Saved data entries:

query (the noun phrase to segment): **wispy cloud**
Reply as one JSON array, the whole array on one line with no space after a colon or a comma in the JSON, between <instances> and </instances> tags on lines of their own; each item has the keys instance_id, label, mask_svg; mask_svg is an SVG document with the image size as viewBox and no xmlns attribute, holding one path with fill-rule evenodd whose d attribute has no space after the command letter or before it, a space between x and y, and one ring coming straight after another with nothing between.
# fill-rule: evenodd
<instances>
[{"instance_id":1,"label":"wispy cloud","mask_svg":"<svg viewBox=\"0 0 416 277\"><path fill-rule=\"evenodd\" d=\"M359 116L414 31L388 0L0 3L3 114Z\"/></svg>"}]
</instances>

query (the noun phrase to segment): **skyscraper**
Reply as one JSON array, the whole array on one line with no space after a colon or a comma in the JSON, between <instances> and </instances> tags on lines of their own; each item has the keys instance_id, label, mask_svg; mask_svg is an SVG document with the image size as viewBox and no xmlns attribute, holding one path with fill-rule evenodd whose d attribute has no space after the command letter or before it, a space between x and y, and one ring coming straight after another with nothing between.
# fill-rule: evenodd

» Given request: Echo verbatim everything from the line containing "query (the noun phrase to segment): **skyscraper**" down to the final line above, with both of those lines included.

» Finished task:
query (the noun phrase to segment): **skyscraper**
Reply as one JSON array, the whole array on one line with no space after a colon or a comma in the JSON, between <instances> and </instances> tags on lines of their own; each item has the keys instance_id, label, mask_svg; mask_svg is an SVG document with the image size as viewBox and no xmlns attribute, holding one path with fill-rule evenodd whose d attribute has no space after the command letter or before it, a space between x and y, and one ring coming straight after another with nothing between.
# fill-rule: evenodd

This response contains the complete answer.